Rewrite the data below with each "Exercise" changed to "Task" and everything else left as it is.

----------------

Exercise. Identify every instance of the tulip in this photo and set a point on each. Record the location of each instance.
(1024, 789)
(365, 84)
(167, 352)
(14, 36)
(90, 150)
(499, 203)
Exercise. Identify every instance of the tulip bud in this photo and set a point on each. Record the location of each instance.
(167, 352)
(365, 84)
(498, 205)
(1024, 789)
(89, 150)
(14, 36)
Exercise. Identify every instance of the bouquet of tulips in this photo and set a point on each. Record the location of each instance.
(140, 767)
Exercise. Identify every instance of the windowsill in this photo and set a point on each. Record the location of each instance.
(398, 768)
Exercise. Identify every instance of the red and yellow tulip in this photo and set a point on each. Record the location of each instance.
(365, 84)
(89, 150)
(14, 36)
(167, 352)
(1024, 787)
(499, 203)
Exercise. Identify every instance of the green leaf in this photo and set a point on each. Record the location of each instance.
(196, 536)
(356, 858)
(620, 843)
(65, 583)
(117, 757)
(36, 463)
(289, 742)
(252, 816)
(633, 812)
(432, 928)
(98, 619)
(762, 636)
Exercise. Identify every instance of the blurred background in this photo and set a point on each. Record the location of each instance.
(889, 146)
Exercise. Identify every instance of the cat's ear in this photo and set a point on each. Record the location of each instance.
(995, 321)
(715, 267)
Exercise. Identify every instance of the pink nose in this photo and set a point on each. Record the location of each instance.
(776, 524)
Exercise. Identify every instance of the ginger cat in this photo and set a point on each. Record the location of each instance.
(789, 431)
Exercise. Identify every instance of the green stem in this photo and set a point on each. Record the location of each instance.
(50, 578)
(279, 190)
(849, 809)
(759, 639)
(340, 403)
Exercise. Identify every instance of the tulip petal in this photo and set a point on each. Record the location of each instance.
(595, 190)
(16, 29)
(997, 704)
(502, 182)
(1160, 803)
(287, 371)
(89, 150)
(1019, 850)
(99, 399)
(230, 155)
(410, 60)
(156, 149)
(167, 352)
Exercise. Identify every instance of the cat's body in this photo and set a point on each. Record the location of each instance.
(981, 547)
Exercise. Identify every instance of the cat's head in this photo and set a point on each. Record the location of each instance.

----------------

[EXERCISE SOLUTION]
Task. Identify every instance of the tulip in this photo and set a point on each. Record the location of each instance.
(1024, 789)
(365, 84)
(167, 352)
(14, 36)
(90, 150)
(499, 203)
Task. Identify every instance of the tulip bud in this photo and set a point on each. Record the location of each instance.
(167, 352)
(365, 84)
(498, 205)
(1024, 789)
(89, 150)
(14, 36)
Task. Identify every instance of the bouquet of tulips in this photo and set a point on each. Record the location of each instance.
(140, 767)
Task. Identify every instance of the windowsill in this photo and set a point on each. Record the location of each instance.
(398, 768)
Task. Identify every instance of the red and yellow tulip in this photo and set a point on each. Record the location of each instance.
(365, 84)
(89, 150)
(14, 36)
(167, 352)
(1024, 787)
(499, 203)
Task. Identify every instance of the green leaf in this photo and set a point on each. Record the location of each instance.
(196, 536)
(356, 858)
(620, 843)
(65, 583)
(117, 757)
(36, 463)
(289, 742)
(252, 816)
(633, 812)
(432, 928)
(98, 619)
(762, 636)
Task. Identify every instance of the blurred background in this photo and set a point on each. Record the location of each instance.
(889, 146)
Task. Identify every instance of the cat's ear in this photo and set a point on each. Record the location of each instance.
(995, 321)
(715, 267)
Task. Identify every instance of the pink nose in this photo and set a point on each. Record the location of each instance.
(776, 524)
Task. Identify every instance of the ginger cat in this photo and set a point on each. Record the location of each instance.
(789, 431)
Task. Identify every instance of the green stem in this photo and set a point on each. Record the location of each instance.
(50, 578)
(279, 190)
(849, 809)
(759, 639)
(340, 403)
Task. Identify every instance of the tulip petal in this photo and set a point on each. Record the location of each instance.
(595, 190)
(16, 29)
(997, 704)
(502, 182)
(1160, 803)
(287, 371)
(89, 150)
(1019, 850)
(99, 399)
(230, 155)
(410, 60)
(156, 149)
(167, 352)
Task. Identify every instance of the cat's body in this photo and set a point on each. Record the location of each instance.
(981, 547)
Task. Identify every instance of the cat's head in this photo and set a point on each. Record the location of each instance.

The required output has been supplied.